_WRITTEN EXERCISE:_ Return every line of the listing below unchanged, from the first line to the last.

_EXTRACTED DATA:_
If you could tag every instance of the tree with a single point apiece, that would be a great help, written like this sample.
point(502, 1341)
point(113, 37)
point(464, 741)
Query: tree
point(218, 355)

_RESULT OF THIS EXERCISE:_
If you could tag every instance of the tree with a single point apiece, that would be a great help, written like this sample.
point(502, 1341)
point(113, 37)
point(464, 741)
Query: tree
point(218, 355)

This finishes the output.